** JOB A **
From the message about the FITS DATE-OBS keyword, quote the passage starting at "If, for some" and ending at "with than DATE-OBS.".
** JOB B **
According to the message about the FITS DATE-OBS keyword, what should be the primary concern?
** JOB C **
Proceed with the message about the FITS DATE-OBS keyword, picking up after its final sentence.

DATE-OBS='31/12/99'

Rob Seaman seaman at noao.edu
Sun Jul 7 17:37:50 EDT 1996


Preben Grosbol writes:

> It is clear that all major organizations will be able to implement
> the change but there are also smaller sites.

and Peter Bunclark writes:

> some old FITS readers cannot be updated - don't have source, don't
> have library, can't remember how to use a line editor..
> Software which *is* maintainable is not a problem.

If, for some reason, FITS readers cannot be updated - isn't it also
likely that the corresponding FITS writers can't be updated either?
On the other hand, astronomers reducing FITS files written elsewhere
already have larger compatibility issues to deal with than DATE-OBS.

If software cares about DATE-OBS (or DATE, or DATE-END, or...) it will
break whether or not anybody can fix it.  If the software doesn't need
to know the date, it's not likely to bother to parse it.

Should a fundamental decision be driven by unmaintainable software?

Our primary concern should be for the integrity of the FITS standard,
and only secondarily for any particular software.

- Deprecating the DATE keywords is a very large change to the standard.

- Expanding the allowed formats to include DD/MM/YYYY or YYYY-MM-DD is
  a small change.

** RECORD LIST **
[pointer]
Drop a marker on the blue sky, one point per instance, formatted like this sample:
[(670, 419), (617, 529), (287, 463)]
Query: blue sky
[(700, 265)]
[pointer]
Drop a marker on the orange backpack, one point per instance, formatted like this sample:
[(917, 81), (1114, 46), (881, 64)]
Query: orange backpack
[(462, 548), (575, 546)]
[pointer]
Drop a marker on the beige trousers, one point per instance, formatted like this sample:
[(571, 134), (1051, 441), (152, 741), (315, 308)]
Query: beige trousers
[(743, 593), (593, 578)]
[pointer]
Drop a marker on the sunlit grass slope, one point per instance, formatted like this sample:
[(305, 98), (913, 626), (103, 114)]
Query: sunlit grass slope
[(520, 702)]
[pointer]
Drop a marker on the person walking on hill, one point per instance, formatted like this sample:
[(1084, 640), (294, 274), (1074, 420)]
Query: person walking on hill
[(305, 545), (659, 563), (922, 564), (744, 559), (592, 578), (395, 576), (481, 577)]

** RESULT A **
If, for some reason, FITS readers cannot be updated - isn't it also
likely that the corresponding FITS writers can't be updated either?
On the other hand, astronomers reducing FITS files written elsewhere
already have larger compatibility issues to deal with than DATE-OBS.

** RESULT B **
The integrity of the FITS standard.

** RESULT C **
- Clarifying the meaning of DD/MM/YY to refer explicitly to twentieth
  century dates is NO change at all - and is necessary to avert a threat
  to the astronomical data record.

In any event the easiest fix is simply to add the century digits when
writing the same old keywords, and to add an if-else clause keying off
the length (or format) of the value when reading those keywords.

We also continue to discuss apples and oranges.  MJD clearly addresses
a different need than a human readable (and writable) date.  I would
argue that this is also true of full blown ISO date/times.  Removing
the ability to include a human readable date (in a standard keyword) in
FITS headers would be a drastic change to the standard.  Would the "F"
still stand for "Flexible"?  Readable ASCII headers are central to FITS.

A few comments about ISO 8601 and FITS:

- It is a closed standard - nothing has changed since Carl Malamud's
  "Exploring The Internet", you still have to buy a copy of the standard.
  Presumably we could not reprint selections from the ISO standard
  within the FITS standard.

- When we talk about implementing ISO 8601 dates in FITS, we don't
  really mean that.  We mean implementing a subset of the allowed ISO
  formats.  A FITS keyword should not have so many degrees of freedom.
  (FITS users typically don't need to know the week of the year, for
  instance.)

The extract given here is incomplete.